START Records for the exercise

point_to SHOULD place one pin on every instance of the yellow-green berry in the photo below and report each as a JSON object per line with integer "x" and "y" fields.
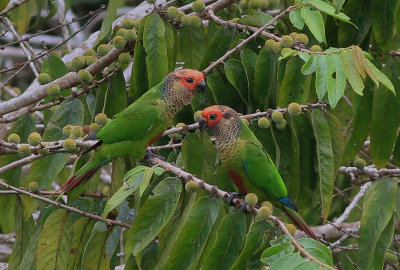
{"x": 90, "y": 59}
{"x": 43, "y": 150}
{"x": 101, "y": 119}
{"x": 294, "y": 108}
{"x": 277, "y": 47}
{"x": 315, "y": 48}
{"x": 302, "y": 38}
{"x": 89, "y": 52}
{"x": 85, "y": 76}
{"x": 270, "y": 44}
{"x": 128, "y": 23}
{"x": 286, "y": 41}
{"x": 185, "y": 20}
{"x": 44, "y": 78}
{"x": 34, "y": 138}
{"x": 264, "y": 4}
{"x": 67, "y": 130}
{"x": 263, "y": 122}
{"x": 191, "y": 186}
{"x": 291, "y": 228}
{"x": 76, "y": 131}
{"x": 179, "y": 15}
{"x": 119, "y": 42}
{"x": 254, "y": 4}
{"x": 53, "y": 90}
{"x": 277, "y": 116}
{"x": 130, "y": 35}
{"x": 78, "y": 63}
{"x": 195, "y": 21}
{"x": 172, "y": 12}
{"x": 14, "y": 138}
{"x": 24, "y": 150}
{"x": 33, "y": 186}
{"x": 124, "y": 58}
{"x": 95, "y": 127}
{"x": 121, "y": 32}
{"x": 103, "y": 49}
{"x": 198, "y": 6}
{"x": 197, "y": 116}
{"x": 281, "y": 125}
{"x": 69, "y": 145}
{"x": 285, "y": 50}
{"x": 251, "y": 199}
{"x": 359, "y": 163}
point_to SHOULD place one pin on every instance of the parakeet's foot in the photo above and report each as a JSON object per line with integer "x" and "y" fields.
{"x": 233, "y": 196}
{"x": 150, "y": 155}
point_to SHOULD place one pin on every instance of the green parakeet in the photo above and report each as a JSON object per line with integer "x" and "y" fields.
{"x": 246, "y": 161}
{"x": 142, "y": 123}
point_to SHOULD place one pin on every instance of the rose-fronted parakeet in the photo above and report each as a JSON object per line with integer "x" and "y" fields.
{"x": 142, "y": 123}
{"x": 246, "y": 161}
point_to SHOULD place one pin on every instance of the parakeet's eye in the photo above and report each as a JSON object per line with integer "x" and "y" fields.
{"x": 213, "y": 116}
{"x": 189, "y": 80}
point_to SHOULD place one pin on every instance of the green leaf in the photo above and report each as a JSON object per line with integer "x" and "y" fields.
{"x": 106, "y": 25}
{"x": 321, "y": 76}
{"x": 382, "y": 14}
{"x": 258, "y": 19}
{"x": 132, "y": 181}
{"x": 378, "y": 206}
{"x": 156, "y": 49}
{"x": 273, "y": 253}
{"x": 139, "y": 83}
{"x": 296, "y": 19}
{"x": 254, "y": 238}
{"x": 358, "y": 11}
{"x": 264, "y": 77}
{"x": 24, "y": 230}
{"x": 382, "y": 78}
{"x": 116, "y": 95}
{"x": 236, "y": 75}
{"x": 192, "y": 46}
{"x": 82, "y": 228}
{"x": 95, "y": 255}
{"x": 55, "y": 241}
{"x": 317, "y": 249}
{"x": 295, "y": 86}
{"x": 330, "y": 10}
{"x": 153, "y": 215}
{"x": 314, "y": 22}
{"x": 362, "y": 112}
{"x": 351, "y": 72}
{"x": 385, "y": 116}
{"x": 287, "y": 261}
{"x": 228, "y": 243}
{"x": 336, "y": 85}
{"x": 194, "y": 234}
{"x": 325, "y": 159}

END Records for the exercise

# Problem
Output the entries above exactly as given, but strip out the pictures.

# Output of the task
point_to SHOULD place one pin on every instance of the yellow-green berry in the photo below and report each as a JSON object per line with integer "x" and "y" fields.
{"x": 90, "y": 59}
{"x": 43, "y": 150}
{"x": 101, "y": 119}
{"x": 294, "y": 108}
{"x": 277, "y": 47}
{"x": 315, "y": 48}
{"x": 302, "y": 38}
{"x": 89, "y": 52}
{"x": 85, "y": 76}
{"x": 270, "y": 44}
{"x": 128, "y": 23}
{"x": 286, "y": 41}
{"x": 185, "y": 20}
{"x": 44, "y": 78}
{"x": 34, "y": 138}
{"x": 264, "y": 4}
{"x": 67, "y": 130}
{"x": 263, "y": 122}
{"x": 191, "y": 186}
{"x": 291, "y": 228}
{"x": 76, "y": 131}
{"x": 179, "y": 15}
{"x": 119, "y": 42}
{"x": 254, "y": 4}
{"x": 53, "y": 90}
{"x": 277, "y": 116}
{"x": 130, "y": 35}
{"x": 78, "y": 63}
{"x": 195, "y": 21}
{"x": 172, "y": 12}
{"x": 14, "y": 138}
{"x": 24, "y": 150}
{"x": 33, "y": 186}
{"x": 124, "y": 58}
{"x": 95, "y": 127}
{"x": 121, "y": 32}
{"x": 103, "y": 49}
{"x": 198, "y": 6}
{"x": 197, "y": 116}
{"x": 281, "y": 125}
{"x": 69, "y": 145}
{"x": 285, "y": 50}
{"x": 251, "y": 199}
{"x": 359, "y": 163}
point_to SHOULD place one pin on every instance of the parakeet's foot in the photo above and report each as a JSON object per line with integer "x" and "y" fields.
{"x": 233, "y": 196}
{"x": 150, "y": 155}
point_to SHOULD place one pin on every instance of the green parakeet in the photo above and report each as a JSON object per line with integer "x" and "y" fields.
{"x": 246, "y": 161}
{"x": 142, "y": 123}
point_to SHOULD place one pin on every instance of the rose-fronted parakeet in the photo above and report each as a JSON object per line with integer "x" and "y" fields.
{"x": 142, "y": 123}
{"x": 246, "y": 161}
point_to SHOULD place one pin on every instance of the parakeet's eye in the photo above and report each as a JSON object per line with integer "x" and "y" fields.
{"x": 213, "y": 116}
{"x": 189, "y": 80}
point_to SHOULD place one pin on every instance of the green leaf in the photo above and report each as a JSON object per line with integer "x" and "y" fields.
{"x": 106, "y": 25}
{"x": 321, "y": 76}
{"x": 382, "y": 14}
{"x": 258, "y": 19}
{"x": 132, "y": 181}
{"x": 378, "y": 206}
{"x": 156, "y": 49}
{"x": 273, "y": 253}
{"x": 139, "y": 83}
{"x": 296, "y": 19}
{"x": 254, "y": 238}
{"x": 358, "y": 11}
{"x": 264, "y": 77}
{"x": 24, "y": 230}
{"x": 382, "y": 78}
{"x": 116, "y": 95}
{"x": 236, "y": 75}
{"x": 192, "y": 46}
{"x": 82, "y": 228}
{"x": 95, "y": 255}
{"x": 55, "y": 241}
{"x": 317, "y": 249}
{"x": 295, "y": 86}
{"x": 330, "y": 10}
{"x": 153, "y": 215}
{"x": 314, "y": 22}
{"x": 362, "y": 112}
{"x": 351, "y": 72}
{"x": 385, "y": 116}
{"x": 287, "y": 261}
{"x": 228, "y": 243}
{"x": 336, "y": 85}
{"x": 194, "y": 234}
{"x": 325, "y": 159}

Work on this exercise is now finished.